> _Your objective_
List every line of the records below that contains the word "trophy", copying each line in full.

····················

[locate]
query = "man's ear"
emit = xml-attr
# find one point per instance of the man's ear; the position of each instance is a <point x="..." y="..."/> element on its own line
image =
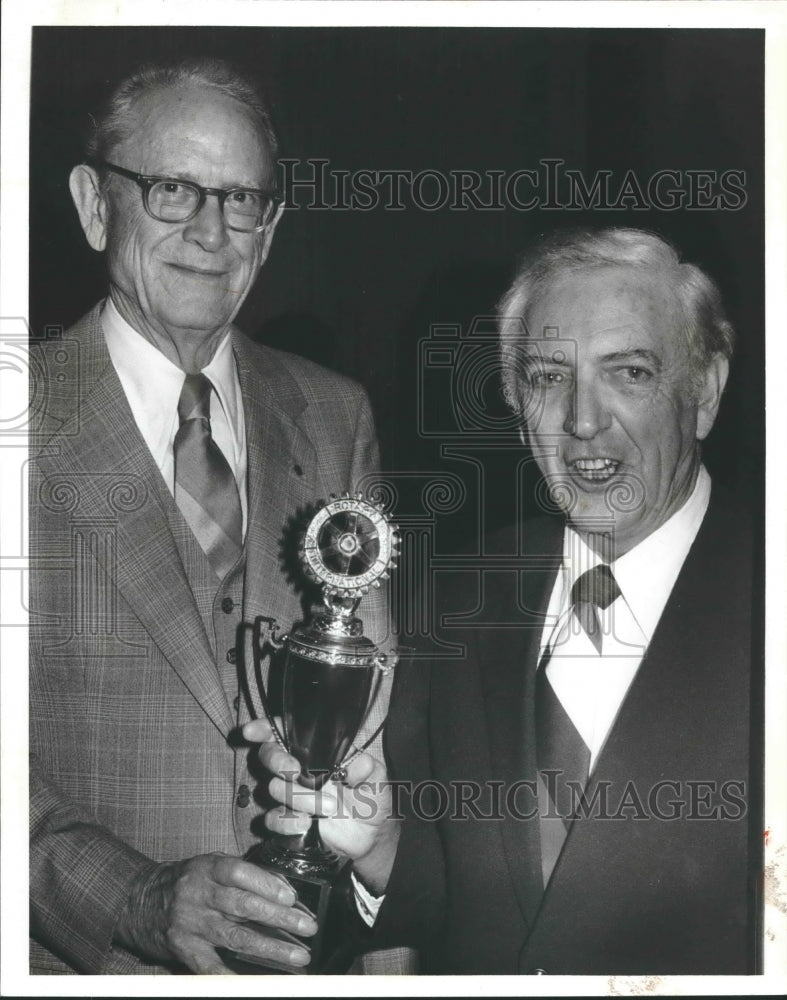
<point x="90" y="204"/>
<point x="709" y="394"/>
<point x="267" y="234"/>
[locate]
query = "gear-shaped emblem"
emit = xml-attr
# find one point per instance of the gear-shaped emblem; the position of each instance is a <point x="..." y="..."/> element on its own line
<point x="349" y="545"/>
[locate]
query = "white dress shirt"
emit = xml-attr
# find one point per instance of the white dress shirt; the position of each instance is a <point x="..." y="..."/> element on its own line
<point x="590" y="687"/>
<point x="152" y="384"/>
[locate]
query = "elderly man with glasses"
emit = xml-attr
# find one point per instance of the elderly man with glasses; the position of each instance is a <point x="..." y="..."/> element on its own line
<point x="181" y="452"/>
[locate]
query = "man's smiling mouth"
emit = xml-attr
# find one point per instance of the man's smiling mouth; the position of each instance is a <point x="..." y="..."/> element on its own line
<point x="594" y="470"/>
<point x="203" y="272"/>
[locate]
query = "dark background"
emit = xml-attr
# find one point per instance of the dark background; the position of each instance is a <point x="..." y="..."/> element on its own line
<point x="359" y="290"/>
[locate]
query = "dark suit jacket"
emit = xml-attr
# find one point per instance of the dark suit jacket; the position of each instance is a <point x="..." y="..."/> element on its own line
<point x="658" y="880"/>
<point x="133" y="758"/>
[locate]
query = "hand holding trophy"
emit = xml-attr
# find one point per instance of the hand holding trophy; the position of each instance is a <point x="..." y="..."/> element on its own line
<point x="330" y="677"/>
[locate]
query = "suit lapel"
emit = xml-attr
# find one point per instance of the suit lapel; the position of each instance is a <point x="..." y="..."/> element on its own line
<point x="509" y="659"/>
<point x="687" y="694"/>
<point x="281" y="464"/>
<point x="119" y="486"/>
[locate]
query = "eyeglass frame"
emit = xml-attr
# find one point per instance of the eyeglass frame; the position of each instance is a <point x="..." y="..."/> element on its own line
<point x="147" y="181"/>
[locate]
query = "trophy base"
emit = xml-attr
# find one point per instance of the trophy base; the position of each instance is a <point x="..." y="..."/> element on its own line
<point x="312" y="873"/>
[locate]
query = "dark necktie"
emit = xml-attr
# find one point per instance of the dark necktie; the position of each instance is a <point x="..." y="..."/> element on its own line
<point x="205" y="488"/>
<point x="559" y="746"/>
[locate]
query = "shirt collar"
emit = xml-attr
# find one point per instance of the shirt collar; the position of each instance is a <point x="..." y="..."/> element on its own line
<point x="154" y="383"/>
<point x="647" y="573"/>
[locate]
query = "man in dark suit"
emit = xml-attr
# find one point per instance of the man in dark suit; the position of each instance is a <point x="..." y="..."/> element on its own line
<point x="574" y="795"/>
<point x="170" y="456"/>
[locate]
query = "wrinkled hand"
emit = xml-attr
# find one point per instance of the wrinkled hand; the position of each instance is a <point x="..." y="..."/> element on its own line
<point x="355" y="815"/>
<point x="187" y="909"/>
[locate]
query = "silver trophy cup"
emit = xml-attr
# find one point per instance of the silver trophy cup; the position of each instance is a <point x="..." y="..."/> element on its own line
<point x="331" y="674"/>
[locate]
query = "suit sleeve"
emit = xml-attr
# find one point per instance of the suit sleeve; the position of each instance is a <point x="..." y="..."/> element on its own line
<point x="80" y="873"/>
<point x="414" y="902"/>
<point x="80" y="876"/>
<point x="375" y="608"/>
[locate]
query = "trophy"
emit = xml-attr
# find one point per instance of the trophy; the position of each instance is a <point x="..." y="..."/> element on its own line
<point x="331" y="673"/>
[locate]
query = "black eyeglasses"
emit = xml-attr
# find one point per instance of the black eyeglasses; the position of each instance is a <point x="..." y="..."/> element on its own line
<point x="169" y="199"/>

····················

> _Reply_
query = "hand holding trophy"
# find one point per instance of the hand holding trophy; the position of each instance is a <point x="..." y="..."/> element on its own line
query = "trophy base"
# find one point per instance of the trophy base; the position of each instance is a <point x="..." y="..."/> element on its own line
query = "silver trophy cup"
# find one point per instance of the silver trophy cup; the position of each instance is a <point x="..." y="..."/> element on its own line
query = "trophy"
# find one point per instance of the trophy; the position of each instance is a <point x="..." y="..."/> element on its own line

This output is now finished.